• GIVEN RECORDS
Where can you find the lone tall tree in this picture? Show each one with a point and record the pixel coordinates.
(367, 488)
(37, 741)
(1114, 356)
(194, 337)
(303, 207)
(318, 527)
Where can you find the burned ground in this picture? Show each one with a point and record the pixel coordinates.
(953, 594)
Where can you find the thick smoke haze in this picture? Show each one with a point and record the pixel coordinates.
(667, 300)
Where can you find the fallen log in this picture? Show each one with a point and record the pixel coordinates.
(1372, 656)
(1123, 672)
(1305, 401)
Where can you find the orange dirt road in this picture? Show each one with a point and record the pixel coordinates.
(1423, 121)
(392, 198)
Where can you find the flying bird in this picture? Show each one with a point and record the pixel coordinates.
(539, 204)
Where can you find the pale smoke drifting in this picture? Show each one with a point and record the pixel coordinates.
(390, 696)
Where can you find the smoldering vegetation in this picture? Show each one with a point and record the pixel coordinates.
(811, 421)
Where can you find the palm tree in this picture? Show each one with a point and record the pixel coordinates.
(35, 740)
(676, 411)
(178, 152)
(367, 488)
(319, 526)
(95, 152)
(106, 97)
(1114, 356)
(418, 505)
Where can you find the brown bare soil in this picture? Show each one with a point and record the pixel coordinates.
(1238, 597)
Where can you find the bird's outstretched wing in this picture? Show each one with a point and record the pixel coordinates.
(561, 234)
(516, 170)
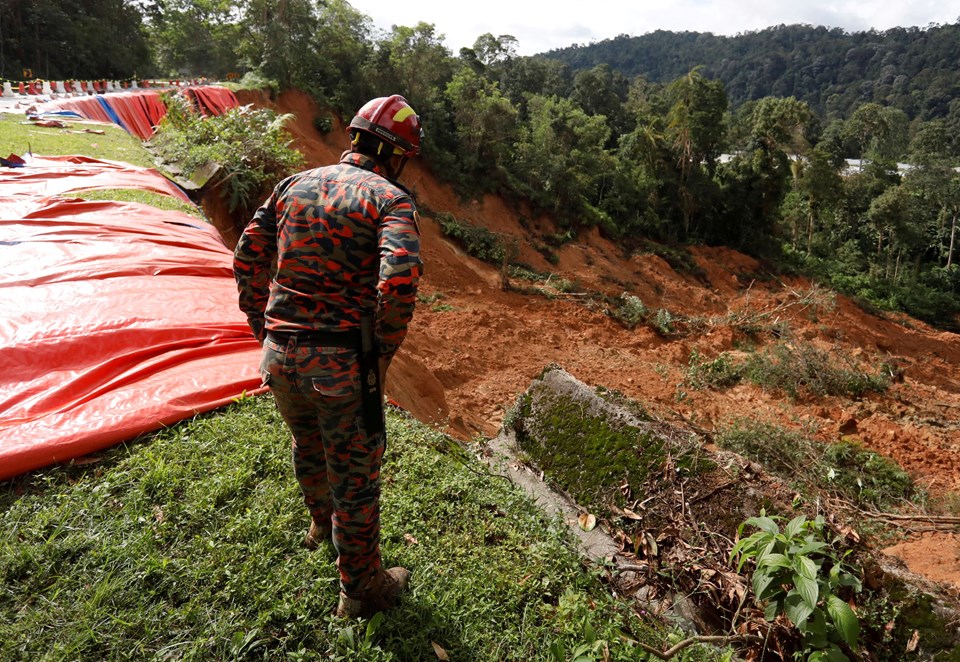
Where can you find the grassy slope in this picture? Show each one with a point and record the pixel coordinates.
(186, 545)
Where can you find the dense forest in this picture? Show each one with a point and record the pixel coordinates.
(833, 71)
(753, 154)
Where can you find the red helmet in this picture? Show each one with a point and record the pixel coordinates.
(392, 119)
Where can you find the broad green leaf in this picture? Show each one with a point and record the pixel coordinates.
(761, 581)
(847, 579)
(773, 561)
(765, 524)
(807, 589)
(795, 526)
(844, 620)
(797, 609)
(771, 610)
(811, 546)
(805, 567)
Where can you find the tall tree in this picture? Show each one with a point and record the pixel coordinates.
(561, 159)
(695, 129)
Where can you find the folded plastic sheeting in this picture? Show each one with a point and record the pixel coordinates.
(140, 112)
(116, 319)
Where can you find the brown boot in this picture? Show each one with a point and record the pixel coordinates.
(317, 535)
(379, 594)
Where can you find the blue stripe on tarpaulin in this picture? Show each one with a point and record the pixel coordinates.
(111, 113)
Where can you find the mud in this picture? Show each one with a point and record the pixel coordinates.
(465, 362)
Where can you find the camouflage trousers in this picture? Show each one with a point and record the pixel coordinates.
(317, 391)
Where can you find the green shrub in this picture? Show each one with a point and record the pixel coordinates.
(798, 574)
(250, 148)
(477, 241)
(865, 476)
(721, 372)
(844, 468)
(628, 310)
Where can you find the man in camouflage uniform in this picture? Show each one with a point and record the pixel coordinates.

• TASK ITEM
Output the records exactly, pictures excluded.

• ANSWER
Where can you find the lone tall tree in this picture? Show each one with a point and record the pixel coordinates.
(367, 488)
(37, 741)
(1114, 356)
(194, 337)
(303, 207)
(318, 527)
Where can you find the burned ground in this picture? Show each one with a point and record the pixel coordinates.
(953, 594)
Where can you find the thick smoke haze in this picture? Show each one with a point and record the pixel coordinates.
(667, 300)
Where can you find the fallen log in this picture? Show each one with a point and record the pixel coordinates.
(1372, 656)
(1123, 672)
(1305, 401)
Where can you find the orange dirt road in this picture? Show each one with a point and record the pixel coordinates.
(1423, 121)
(392, 198)
Where can you find the flying bird in this picture? Show each one with a point and record the pixel coordinates.
(539, 204)
Where can you find the pale smoke drifting in this picture? Show each one with a point and record the pixel coordinates.
(390, 696)
Where can you find the smoldering vegetation in this picture? Show each one with a point and record the pixel coordinates.
(811, 421)
Where can you find the palm tree in this picture? Show each one with a point and record the pixel coordinates.
(35, 740)
(676, 411)
(178, 152)
(367, 488)
(319, 526)
(95, 152)
(106, 97)
(1114, 356)
(418, 505)
Where can you find the brown bare soil in this picture? Show each one with a point and record the pixel coordinates.
(1238, 597)
Where can you find the bird's outstretched wing in this picture? Show each one with a point and record the pixel coordinates.
(561, 234)
(516, 170)
Where can you find the grassy slope in this picture? Show each one with a point and record the pixel coordinates.
(186, 545)
Where can you find the dense forest in this picture? Show each one with a point and record the pixel coordinates.
(833, 71)
(753, 154)
Where can you find the red helmet in this picture? Show each one with a point and record the pixel coordinates.
(392, 119)
Where can you find the broad green leaf in this picture? Show each one with a point and record the pixel coordinates.
(761, 581)
(847, 579)
(773, 561)
(765, 524)
(807, 589)
(795, 526)
(844, 620)
(797, 609)
(771, 610)
(811, 546)
(805, 567)
Where can you find the tall tree in this picture? Show each one with a point and record the pixel coordinates.
(561, 159)
(695, 129)
Where can you find the folded plastic sheeting in this picture? Show each one with a point and record the pixel coordinates.
(140, 112)
(116, 319)
Where can you find the brown boot in this picture? Show each one with a point and record the pixel coordinates.
(317, 535)
(379, 594)
Where can you find the blue stripe on tarpaulin in this picture? Show each one with a point and record the pixel coordinates.
(111, 113)
Where can you find the mud in this picture? Show each one with a point and record the pixel coordinates.
(465, 362)
Where can you find the camouflage trousers in this picture? Show each one with a point and record the pixel coordinates.
(317, 391)
Where can you find the green shrub in this picture? Show each one with a point and record the pixel coordinates.
(798, 574)
(250, 148)
(477, 241)
(865, 476)
(721, 372)
(844, 468)
(628, 310)
Where can you find the man in camouflage uniform in this picture? Show each one with a point and record the pixel coordinates.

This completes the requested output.